• **Provided material**
--------

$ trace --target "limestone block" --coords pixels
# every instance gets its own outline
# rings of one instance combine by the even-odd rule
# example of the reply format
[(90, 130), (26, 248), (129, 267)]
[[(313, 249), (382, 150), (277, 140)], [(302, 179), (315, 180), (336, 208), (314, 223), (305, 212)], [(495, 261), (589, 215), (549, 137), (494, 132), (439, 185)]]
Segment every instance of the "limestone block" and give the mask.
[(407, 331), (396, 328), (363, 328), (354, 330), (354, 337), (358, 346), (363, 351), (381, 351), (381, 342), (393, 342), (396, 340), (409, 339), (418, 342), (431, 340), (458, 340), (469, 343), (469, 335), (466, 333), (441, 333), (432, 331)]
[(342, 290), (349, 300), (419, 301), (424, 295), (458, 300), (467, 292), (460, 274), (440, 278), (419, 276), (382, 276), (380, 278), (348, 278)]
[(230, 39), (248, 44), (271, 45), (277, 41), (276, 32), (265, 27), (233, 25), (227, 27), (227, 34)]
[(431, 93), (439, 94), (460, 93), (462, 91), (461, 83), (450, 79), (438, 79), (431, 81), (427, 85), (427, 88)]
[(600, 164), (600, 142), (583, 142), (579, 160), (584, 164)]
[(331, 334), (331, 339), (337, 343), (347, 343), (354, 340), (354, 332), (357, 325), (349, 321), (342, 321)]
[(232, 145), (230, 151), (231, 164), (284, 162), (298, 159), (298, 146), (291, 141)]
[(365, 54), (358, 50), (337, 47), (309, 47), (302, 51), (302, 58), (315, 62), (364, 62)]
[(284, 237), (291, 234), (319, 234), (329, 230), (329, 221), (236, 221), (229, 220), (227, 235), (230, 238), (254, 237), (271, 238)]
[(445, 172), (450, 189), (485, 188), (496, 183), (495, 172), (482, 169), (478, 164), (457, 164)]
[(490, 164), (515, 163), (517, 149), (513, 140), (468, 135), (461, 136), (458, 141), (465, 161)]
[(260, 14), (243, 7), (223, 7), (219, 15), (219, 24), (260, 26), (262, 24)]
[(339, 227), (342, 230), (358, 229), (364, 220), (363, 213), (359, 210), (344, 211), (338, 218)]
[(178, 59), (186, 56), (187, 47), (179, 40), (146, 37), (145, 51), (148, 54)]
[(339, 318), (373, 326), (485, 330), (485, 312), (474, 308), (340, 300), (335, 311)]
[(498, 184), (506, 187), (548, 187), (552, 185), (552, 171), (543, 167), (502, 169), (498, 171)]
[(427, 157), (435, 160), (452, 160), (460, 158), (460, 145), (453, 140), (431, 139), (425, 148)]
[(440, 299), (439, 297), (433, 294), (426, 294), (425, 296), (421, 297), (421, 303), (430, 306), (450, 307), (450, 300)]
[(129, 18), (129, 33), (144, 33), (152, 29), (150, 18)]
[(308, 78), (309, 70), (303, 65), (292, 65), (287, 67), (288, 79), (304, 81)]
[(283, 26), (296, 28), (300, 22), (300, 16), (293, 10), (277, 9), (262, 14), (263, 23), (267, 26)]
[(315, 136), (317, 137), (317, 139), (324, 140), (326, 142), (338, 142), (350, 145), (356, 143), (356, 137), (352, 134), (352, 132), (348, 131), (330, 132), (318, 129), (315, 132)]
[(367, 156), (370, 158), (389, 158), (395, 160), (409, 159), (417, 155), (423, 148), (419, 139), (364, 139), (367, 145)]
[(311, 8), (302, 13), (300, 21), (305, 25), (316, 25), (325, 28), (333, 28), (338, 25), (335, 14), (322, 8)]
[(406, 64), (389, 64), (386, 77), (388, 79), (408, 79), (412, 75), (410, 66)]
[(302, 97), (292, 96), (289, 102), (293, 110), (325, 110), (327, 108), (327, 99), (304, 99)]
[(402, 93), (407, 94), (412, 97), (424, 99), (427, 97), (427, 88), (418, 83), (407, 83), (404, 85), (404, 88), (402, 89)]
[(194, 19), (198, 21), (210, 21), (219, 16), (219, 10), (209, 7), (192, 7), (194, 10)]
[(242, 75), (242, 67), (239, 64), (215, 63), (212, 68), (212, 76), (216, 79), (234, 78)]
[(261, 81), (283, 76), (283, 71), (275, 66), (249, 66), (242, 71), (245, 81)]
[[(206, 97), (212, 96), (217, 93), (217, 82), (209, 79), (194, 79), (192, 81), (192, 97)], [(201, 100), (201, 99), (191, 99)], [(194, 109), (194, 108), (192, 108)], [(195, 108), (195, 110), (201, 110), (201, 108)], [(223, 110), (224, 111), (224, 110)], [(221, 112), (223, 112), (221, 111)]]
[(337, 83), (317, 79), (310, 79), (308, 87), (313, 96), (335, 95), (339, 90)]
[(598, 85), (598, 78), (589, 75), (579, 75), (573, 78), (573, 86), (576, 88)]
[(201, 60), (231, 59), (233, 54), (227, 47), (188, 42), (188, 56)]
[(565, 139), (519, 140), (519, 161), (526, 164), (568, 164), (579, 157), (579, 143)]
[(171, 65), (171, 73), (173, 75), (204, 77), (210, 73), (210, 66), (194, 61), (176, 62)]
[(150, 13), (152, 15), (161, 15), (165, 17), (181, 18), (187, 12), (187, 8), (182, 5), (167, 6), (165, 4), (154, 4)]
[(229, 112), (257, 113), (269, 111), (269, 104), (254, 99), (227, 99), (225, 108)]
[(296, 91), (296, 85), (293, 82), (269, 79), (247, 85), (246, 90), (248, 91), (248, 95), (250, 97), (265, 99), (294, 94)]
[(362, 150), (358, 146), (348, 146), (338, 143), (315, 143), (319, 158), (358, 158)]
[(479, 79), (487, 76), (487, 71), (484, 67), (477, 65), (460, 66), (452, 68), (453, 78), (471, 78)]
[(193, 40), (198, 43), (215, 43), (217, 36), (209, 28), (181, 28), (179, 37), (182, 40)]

--------

• **Assignment**
Every line above from the line with "# every instance gets its own outline" to the line with "132), (439, 185)]]" is wanted, ends included; write them out exactly and add no other line.

• **Task response**
# every instance gets its own outline
# rings of one instance combine by the even-odd rule
# example of the reply format
[(90, 130), (26, 248), (129, 267)]
[[(313, 249), (382, 150), (277, 140)], [(302, 179), (315, 180), (336, 208), (314, 223), (305, 212)], [(495, 261), (589, 215), (549, 137), (494, 132), (439, 185)]]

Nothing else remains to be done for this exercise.